Records taken from a collection
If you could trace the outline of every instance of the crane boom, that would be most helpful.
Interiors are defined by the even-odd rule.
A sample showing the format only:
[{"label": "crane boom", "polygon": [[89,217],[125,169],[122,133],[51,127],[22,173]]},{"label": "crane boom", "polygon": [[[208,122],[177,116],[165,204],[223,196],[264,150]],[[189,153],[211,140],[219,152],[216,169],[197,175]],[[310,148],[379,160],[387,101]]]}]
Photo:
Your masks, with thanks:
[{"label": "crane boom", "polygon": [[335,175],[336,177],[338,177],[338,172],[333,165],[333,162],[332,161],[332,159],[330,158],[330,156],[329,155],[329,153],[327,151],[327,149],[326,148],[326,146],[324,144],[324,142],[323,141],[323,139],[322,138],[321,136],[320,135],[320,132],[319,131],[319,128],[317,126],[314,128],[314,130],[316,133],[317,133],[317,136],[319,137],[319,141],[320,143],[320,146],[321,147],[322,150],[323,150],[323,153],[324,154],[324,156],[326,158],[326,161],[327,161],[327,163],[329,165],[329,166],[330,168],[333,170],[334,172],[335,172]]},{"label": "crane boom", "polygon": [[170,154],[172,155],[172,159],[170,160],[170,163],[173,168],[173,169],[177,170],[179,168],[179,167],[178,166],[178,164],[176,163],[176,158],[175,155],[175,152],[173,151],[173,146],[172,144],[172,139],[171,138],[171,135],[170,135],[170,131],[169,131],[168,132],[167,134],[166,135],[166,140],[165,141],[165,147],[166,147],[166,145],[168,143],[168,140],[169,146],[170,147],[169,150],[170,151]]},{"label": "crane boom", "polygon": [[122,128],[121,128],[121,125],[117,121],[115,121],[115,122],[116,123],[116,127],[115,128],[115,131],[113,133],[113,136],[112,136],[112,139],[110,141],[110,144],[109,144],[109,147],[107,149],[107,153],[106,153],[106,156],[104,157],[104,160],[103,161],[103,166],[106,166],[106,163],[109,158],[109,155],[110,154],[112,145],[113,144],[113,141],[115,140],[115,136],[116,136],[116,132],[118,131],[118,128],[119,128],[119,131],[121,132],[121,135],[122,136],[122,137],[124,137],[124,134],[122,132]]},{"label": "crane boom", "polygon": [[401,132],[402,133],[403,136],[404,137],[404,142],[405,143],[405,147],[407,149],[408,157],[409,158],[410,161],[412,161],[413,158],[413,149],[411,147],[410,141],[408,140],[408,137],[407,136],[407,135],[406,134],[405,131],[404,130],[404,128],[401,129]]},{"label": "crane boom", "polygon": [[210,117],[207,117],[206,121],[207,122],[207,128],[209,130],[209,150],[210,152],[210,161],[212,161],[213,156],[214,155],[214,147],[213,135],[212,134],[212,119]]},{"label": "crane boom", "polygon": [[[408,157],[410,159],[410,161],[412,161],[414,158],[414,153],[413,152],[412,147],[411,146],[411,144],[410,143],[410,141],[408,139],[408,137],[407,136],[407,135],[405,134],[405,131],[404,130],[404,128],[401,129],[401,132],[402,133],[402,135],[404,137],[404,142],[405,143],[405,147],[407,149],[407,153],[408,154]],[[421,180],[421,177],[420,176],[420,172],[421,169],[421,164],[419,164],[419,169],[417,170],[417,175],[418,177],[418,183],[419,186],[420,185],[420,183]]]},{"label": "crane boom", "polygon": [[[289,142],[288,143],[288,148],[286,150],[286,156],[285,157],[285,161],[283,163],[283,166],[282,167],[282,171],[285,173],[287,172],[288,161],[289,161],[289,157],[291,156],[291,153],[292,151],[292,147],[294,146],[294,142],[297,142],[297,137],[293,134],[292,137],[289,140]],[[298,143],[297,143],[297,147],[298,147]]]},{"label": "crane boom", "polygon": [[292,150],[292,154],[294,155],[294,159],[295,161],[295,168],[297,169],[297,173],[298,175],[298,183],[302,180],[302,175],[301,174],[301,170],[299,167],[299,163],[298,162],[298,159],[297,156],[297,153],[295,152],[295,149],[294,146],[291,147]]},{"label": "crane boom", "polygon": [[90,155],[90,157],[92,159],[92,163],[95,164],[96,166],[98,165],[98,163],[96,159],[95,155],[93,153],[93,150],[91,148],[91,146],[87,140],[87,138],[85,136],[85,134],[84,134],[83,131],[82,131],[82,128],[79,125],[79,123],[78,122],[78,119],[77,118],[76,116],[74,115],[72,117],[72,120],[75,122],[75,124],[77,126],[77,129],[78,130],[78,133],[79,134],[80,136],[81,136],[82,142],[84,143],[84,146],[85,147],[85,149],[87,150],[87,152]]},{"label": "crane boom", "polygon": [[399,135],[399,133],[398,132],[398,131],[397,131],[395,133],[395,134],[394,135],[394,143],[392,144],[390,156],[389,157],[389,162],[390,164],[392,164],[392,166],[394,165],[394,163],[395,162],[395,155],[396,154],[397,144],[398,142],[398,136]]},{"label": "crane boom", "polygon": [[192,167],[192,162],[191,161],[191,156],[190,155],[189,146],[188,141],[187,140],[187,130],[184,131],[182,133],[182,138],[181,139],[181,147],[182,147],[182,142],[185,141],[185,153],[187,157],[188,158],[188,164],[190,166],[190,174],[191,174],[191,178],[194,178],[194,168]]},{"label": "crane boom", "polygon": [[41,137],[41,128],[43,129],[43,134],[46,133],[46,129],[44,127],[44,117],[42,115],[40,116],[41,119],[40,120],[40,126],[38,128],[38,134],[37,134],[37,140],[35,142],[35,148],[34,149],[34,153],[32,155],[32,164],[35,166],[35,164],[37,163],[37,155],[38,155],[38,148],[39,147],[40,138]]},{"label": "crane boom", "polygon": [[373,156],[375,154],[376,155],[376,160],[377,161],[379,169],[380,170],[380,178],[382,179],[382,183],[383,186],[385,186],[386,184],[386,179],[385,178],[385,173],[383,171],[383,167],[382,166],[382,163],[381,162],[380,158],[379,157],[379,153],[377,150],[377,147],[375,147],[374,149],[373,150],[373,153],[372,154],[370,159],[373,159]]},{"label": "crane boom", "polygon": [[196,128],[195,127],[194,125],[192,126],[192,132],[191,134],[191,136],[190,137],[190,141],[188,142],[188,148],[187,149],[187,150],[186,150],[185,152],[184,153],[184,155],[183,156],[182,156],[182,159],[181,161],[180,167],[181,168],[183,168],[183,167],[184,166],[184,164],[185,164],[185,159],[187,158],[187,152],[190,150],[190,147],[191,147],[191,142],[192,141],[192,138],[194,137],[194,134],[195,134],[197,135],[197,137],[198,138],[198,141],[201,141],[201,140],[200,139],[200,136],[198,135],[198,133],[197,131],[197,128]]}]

GOAL OF THE EXERCISE: Reproduce every line of the entries above without changing anything.

TASK SOLUTION:
If you could trace the outline of every instance of the crane boom, that would be most helpful.
Interiors are defined by the even-odd rule.
A sample showing the format only:
[{"label": "crane boom", "polygon": [[89,217],[125,169],[122,133],[51,127],[22,173]]},{"label": "crane boom", "polygon": [[[208,122],[177,116],[165,204],[223,196],[264,150]],[[189,153],[211,140],[219,152],[216,169],[197,175]],[[310,148],[379,160],[387,101]]]}]
Photo:
Your masks, with thanks:
[{"label": "crane boom", "polygon": [[335,175],[336,177],[338,177],[338,172],[333,165],[333,162],[332,161],[332,159],[330,158],[330,156],[329,155],[329,153],[327,151],[327,149],[326,148],[326,146],[324,144],[324,142],[323,141],[323,139],[322,138],[321,136],[320,135],[320,132],[319,131],[319,128],[317,126],[314,128],[314,130],[316,133],[317,133],[317,136],[319,137],[319,141],[320,143],[320,146],[321,147],[322,150],[323,150],[323,153],[324,154],[324,156],[326,158],[326,161],[327,161],[327,163],[329,165],[329,166],[330,168],[333,170],[334,172],[335,172]]},{"label": "crane boom", "polygon": [[170,154],[172,155],[172,159],[170,160],[170,163],[173,168],[173,169],[177,170],[179,168],[179,167],[178,166],[178,164],[176,163],[176,158],[175,155],[175,152],[173,151],[173,146],[172,144],[172,139],[171,138],[171,135],[170,135],[170,131],[169,131],[168,132],[167,134],[166,135],[166,140],[165,141],[165,147],[166,147],[166,145],[168,143],[168,140],[169,146],[170,147],[169,150],[170,151]]},{"label": "crane boom", "polygon": [[122,128],[121,128],[121,125],[117,121],[115,121],[115,122],[116,123],[116,127],[115,128],[115,131],[113,133],[113,136],[112,136],[112,139],[110,141],[110,144],[109,144],[109,147],[107,149],[107,153],[106,153],[106,156],[104,157],[104,160],[103,161],[103,166],[106,166],[106,163],[109,158],[109,155],[110,154],[112,145],[113,144],[113,141],[115,140],[115,136],[116,136],[116,132],[118,131],[118,128],[119,128],[119,131],[121,132],[121,135],[122,136],[122,137],[124,137],[124,134],[122,132]]},{"label": "crane boom", "polygon": [[401,132],[402,133],[403,136],[404,137],[404,142],[405,143],[405,147],[407,149],[408,157],[409,158],[410,161],[412,161],[413,158],[413,149],[411,147],[410,141],[408,140],[408,137],[407,136],[407,135],[406,134],[405,131],[404,130],[404,128],[401,129]]},{"label": "crane boom", "polygon": [[210,117],[207,117],[206,121],[207,122],[207,128],[209,130],[209,150],[210,152],[210,161],[212,161],[213,156],[214,155],[214,147],[213,135],[212,134],[212,119]]},{"label": "crane boom", "polygon": [[[408,157],[410,159],[410,161],[412,161],[414,158],[414,153],[413,152],[412,147],[411,146],[411,144],[410,143],[410,141],[408,139],[408,137],[407,136],[407,135],[405,134],[405,131],[404,130],[404,128],[401,129],[401,132],[402,133],[402,135],[404,137],[404,142],[405,143],[405,147],[407,149],[407,153],[408,154]],[[421,180],[421,177],[420,176],[420,172],[421,169],[421,164],[419,164],[419,169],[417,170],[417,175],[418,177],[418,183],[419,186],[420,185],[420,183]]]},{"label": "crane boom", "polygon": [[[289,142],[288,143],[288,148],[286,150],[286,156],[285,157],[285,161],[283,163],[283,166],[282,167],[282,171],[285,173],[287,172],[288,161],[289,161],[289,157],[291,156],[291,153],[292,151],[292,147],[294,146],[294,142],[297,142],[297,137],[293,134],[292,137],[289,140]],[[298,143],[297,143],[297,147],[298,147]]]},{"label": "crane boom", "polygon": [[292,150],[292,154],[294,155],[294,159],[295,161],[295,168],[297,169],[297,173],[298,175],[298,183],[302,180],[302,175],[301,174],[301,170],[299,167],[299,163],[298,162],[298,159],[297,156],[297,153],[295,152],[295,149],[294,146],[291,147]]},{"label": "crane boom", "polygon": [[90,155],[90,157],[92,159],[92,163],[95,164],[96,166],[98,165],[98,163],[96,159],[95,155],[93,153],[93,150],[91,148],[91,146],[87,140],[87,138],[85,136],[85,134],[84,134],[83,131],[82,131],[82,128],[79,125],[79,123],[78,122],[78,119],[77,118],[76,116],[74,115],[72,117],[72,120],[75,122],[75,124],[77,126],[77,129],[78,130],[78,133],[79,134],[80,136],[81,136],[82,142],[84,143],[84,146],[85,147],[85,149],[87,150],[87,152]]},{"label": "crane boom", "polygon": [[399,135],[399,133],[398,132],[398,131],[397,131],[395,133],[395,134],[394,135],[394,143],[392,144],[390,156],[389,157],[389,162],[390,164],[392,164],[392,166],[394,165],[394,163],[395,162],[395,155],[396,154],[397,144],[398,142],[398,136]]},{"label": "crane boom", "polygon": [[192,167],[192,162],[191,161],[191,156],[190,155],[189,146],[188,141],[187,140],[187,130],[184,131],[182,133],[182,138],[181,139],[181,147],[182,147],[182,142],[185,141],[185,153],[187,157],[188,158],[188,164],[190,166],[190,174],[191,174],[191,178],[194,178],[194,168]]},{"label": "crane boom", "polygon": [[41,137],[41,128],[43,129],[43,134],[46,133],[46,129],[44,127],[44,117],[42,115],[40,116],[41,119],[40,120],[40,126],[38,128],[38,134],[37,134],[37,140],[35,142],[35,148],[34,149],[34,153],[32,155],[32,164],[35,166],[35,164],[37,163],[37,155],[38,155],[38,148],[39,147],[40,138]]},{"label": "crane boom", "polygon": [[373,156],[375,154],[376,155],[376,160],[377,161],[379,169],[380,170],[380,178],[382,179],[382,183],[383,186],[385,186],[386,184],[386,179],[385,178],[385,173],[383,171],[383,167],[382,166],[382,163],[381,162],[380,158],[379,157],[379,153],[377,150],[377,147],[375,147],[374,149],[373,150],[373,153],[372,154],[370,159],[373,159]]},{"label": "crane boom", "polygon": [[196,128],[195,127],[194,125],[192,126],[192,132],[191,134],[191,136],[190,137],[190,141],[188,142],[188,148],[187,149],[187,150],[186,150],[185,152],[184,153],[184,155],[183,156],[182,156],[182,159],[181,161],[180,167],[181,168],[183,168],[183,167],[184,166],[184,164],[185,164],[185,159],[187,158],[187,152],[190,150],[190,147],[191,147],[191,142],[192,141],[192,138],[194,137],[194,134],[195,134],[197,135],[197,137],[198,138],[198,141],[201,141],[201,140],[200,139],[200,136],[198,135],[198,133],[197,131],[197,128]]}]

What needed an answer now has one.